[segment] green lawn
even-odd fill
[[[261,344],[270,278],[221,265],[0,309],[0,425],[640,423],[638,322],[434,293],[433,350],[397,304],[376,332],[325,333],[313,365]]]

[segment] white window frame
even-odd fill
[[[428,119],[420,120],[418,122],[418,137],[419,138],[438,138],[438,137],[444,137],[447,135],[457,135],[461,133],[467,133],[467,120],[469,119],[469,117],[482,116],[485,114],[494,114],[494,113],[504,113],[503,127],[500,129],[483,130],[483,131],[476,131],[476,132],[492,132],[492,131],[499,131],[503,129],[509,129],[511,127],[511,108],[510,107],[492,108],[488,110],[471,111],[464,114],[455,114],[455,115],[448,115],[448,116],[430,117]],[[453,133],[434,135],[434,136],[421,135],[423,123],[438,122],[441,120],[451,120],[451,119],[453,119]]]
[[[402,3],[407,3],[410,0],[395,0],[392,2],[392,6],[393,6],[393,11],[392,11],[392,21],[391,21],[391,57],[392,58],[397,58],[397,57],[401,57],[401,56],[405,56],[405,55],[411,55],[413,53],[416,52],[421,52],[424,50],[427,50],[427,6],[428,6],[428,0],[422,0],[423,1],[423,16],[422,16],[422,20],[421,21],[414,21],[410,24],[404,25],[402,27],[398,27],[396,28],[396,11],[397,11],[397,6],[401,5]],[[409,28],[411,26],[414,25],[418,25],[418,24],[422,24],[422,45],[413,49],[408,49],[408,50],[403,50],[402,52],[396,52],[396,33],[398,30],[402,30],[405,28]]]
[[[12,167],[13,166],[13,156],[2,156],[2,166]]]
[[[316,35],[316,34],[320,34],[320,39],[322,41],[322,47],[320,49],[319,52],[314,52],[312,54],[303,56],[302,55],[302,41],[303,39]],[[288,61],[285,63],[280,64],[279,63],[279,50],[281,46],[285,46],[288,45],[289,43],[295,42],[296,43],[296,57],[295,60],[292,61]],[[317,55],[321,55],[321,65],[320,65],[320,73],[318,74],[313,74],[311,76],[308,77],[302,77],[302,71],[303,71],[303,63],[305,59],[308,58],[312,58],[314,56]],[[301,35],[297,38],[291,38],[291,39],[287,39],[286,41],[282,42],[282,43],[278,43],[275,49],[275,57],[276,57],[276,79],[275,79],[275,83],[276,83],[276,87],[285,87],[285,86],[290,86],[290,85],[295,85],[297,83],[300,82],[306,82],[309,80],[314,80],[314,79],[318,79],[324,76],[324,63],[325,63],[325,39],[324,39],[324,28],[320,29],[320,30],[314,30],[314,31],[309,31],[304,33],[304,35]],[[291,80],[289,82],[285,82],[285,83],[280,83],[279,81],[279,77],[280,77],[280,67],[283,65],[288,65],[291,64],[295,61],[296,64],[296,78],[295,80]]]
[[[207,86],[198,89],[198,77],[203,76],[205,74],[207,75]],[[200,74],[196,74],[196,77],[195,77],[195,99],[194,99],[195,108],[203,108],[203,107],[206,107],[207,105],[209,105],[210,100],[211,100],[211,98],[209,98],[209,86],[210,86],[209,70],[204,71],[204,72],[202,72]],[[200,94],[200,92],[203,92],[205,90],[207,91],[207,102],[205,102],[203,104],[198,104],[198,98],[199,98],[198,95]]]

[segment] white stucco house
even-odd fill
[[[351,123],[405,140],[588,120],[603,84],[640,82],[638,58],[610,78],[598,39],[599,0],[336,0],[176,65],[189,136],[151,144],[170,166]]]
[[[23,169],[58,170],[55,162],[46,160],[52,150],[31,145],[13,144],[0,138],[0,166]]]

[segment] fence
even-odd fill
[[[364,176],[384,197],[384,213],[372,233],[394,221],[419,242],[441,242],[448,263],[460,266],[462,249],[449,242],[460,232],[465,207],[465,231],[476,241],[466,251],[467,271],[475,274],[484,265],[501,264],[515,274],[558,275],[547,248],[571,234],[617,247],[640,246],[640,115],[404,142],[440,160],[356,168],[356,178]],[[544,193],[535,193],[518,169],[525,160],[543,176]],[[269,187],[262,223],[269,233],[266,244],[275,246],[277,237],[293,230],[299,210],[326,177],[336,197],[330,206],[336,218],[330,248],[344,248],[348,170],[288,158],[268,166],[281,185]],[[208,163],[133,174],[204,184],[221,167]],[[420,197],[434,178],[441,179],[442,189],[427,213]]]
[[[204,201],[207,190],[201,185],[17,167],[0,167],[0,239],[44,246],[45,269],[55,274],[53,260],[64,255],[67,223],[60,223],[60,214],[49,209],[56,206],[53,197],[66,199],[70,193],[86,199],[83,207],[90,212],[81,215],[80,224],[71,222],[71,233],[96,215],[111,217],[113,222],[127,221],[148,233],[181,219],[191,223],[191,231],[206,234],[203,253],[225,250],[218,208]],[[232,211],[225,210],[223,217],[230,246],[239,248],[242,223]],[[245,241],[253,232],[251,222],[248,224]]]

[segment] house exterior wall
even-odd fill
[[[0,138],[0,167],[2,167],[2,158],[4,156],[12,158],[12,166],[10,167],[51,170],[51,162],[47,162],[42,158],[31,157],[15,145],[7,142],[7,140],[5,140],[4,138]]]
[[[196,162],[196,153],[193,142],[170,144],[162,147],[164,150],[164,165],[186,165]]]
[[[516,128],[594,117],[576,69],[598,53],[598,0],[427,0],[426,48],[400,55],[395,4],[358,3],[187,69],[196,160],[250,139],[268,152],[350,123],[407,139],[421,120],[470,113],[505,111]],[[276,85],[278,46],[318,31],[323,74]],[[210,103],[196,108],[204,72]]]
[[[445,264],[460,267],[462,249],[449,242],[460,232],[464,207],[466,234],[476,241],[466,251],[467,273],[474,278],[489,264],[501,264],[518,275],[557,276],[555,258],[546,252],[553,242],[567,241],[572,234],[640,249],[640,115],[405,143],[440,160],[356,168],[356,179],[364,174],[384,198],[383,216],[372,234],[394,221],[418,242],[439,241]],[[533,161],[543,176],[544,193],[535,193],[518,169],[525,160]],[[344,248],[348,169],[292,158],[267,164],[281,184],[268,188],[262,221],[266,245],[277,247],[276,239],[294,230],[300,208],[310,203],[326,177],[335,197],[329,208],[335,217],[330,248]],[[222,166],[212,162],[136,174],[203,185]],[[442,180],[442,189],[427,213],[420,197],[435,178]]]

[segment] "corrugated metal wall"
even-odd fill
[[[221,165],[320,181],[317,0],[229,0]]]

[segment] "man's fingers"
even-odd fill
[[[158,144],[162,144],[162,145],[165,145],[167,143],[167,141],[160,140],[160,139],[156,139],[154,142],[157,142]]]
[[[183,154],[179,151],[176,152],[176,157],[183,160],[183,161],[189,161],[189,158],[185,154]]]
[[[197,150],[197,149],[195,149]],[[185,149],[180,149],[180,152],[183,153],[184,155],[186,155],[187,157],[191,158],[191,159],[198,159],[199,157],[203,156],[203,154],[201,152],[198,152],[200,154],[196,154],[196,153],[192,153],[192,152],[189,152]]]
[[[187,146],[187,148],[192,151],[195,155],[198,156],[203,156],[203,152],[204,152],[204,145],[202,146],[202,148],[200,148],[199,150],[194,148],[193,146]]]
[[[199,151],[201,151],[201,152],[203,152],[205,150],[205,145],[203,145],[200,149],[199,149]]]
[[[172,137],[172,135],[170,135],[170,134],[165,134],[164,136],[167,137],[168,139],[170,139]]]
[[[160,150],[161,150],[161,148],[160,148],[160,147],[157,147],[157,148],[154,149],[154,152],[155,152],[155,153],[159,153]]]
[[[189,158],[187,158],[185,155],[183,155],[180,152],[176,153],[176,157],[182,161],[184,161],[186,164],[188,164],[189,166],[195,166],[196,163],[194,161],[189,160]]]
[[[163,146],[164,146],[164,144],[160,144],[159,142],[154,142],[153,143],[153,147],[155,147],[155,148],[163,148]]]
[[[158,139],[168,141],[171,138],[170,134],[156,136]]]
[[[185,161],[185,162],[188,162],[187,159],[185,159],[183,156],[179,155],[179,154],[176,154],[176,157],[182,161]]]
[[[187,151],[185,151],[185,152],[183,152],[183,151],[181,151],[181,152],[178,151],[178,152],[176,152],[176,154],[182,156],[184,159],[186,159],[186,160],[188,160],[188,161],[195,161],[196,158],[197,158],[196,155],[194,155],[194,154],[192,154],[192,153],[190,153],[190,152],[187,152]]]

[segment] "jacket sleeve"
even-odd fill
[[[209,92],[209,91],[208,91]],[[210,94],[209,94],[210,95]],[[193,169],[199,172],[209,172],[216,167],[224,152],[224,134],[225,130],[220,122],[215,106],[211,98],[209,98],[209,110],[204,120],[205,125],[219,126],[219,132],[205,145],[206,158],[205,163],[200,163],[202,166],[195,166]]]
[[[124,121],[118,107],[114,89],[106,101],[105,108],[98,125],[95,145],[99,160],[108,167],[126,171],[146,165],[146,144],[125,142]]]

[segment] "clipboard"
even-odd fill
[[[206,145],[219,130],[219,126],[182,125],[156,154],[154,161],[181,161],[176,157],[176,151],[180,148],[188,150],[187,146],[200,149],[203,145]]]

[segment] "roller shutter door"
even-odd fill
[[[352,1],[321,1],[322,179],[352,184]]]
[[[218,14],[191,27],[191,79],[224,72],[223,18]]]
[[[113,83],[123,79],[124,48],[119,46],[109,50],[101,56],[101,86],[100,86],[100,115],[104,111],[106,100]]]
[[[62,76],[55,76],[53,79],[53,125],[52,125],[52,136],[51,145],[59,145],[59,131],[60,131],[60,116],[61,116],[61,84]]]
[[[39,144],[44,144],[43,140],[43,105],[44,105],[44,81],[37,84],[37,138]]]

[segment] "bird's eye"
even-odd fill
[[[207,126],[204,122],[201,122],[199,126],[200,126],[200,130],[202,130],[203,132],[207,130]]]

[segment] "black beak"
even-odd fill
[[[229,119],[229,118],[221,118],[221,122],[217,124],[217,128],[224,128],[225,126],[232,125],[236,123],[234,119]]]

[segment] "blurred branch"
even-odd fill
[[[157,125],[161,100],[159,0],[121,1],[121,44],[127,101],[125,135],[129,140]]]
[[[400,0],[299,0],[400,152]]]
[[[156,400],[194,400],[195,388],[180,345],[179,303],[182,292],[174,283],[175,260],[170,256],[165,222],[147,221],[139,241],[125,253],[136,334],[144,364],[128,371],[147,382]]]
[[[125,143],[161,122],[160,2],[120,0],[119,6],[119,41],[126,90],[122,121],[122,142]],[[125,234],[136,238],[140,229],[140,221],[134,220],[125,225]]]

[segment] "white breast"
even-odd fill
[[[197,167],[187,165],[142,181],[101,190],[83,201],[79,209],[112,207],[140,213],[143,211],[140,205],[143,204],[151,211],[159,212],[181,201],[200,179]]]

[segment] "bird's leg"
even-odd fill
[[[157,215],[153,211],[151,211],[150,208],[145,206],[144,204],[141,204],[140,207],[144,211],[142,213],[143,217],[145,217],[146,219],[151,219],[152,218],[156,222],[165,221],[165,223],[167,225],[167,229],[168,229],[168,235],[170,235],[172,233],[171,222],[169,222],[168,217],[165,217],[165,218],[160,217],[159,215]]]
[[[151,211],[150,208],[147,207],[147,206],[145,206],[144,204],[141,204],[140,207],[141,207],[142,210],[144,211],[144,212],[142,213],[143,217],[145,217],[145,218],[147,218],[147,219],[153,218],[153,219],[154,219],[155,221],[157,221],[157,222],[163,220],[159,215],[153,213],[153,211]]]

----------

**REQUIREMENT:** Please transcribe the data above without changes, from its first line to its "[segment] white window frame" line, and leave out anything past that.

**RESULT OF THIS EXERCISE:**
[segment] green lawn
even-odd fill
[[[261,344],[270,278],[221,265],[0,309],[0,425],[640,423],[638,322],[434,293],[433,350],[397,304],[376,332],[325,333],[313,365]]]

[segment] white window frame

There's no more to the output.